◆ Saved entries:
┌──

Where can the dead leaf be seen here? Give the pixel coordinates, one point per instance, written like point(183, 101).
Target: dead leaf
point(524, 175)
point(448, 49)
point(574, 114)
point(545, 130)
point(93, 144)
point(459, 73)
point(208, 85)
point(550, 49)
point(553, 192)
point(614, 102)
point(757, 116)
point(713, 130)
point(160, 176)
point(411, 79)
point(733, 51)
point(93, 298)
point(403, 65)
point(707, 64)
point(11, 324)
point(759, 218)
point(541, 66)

└──

◆ Stated problem: Convert the records into a numbered list, starting from the first line and going on through the line with "point(553, 192)", both included, with blank lines left out.

◆ Task answer:
1. Where can the dead leaf be seen here? Give the pixel coordinates, one point per instance, written like point(183, 101).
2. Target: dead leaf
3. point(524, 175)
4. point(448, 49)
5. point(574, 114)
6. point(545, 130)
7. point(93, 144)
8. point(459, 73)
9. point(208, 85)
10. point(550, 49)
11. point(553, 192)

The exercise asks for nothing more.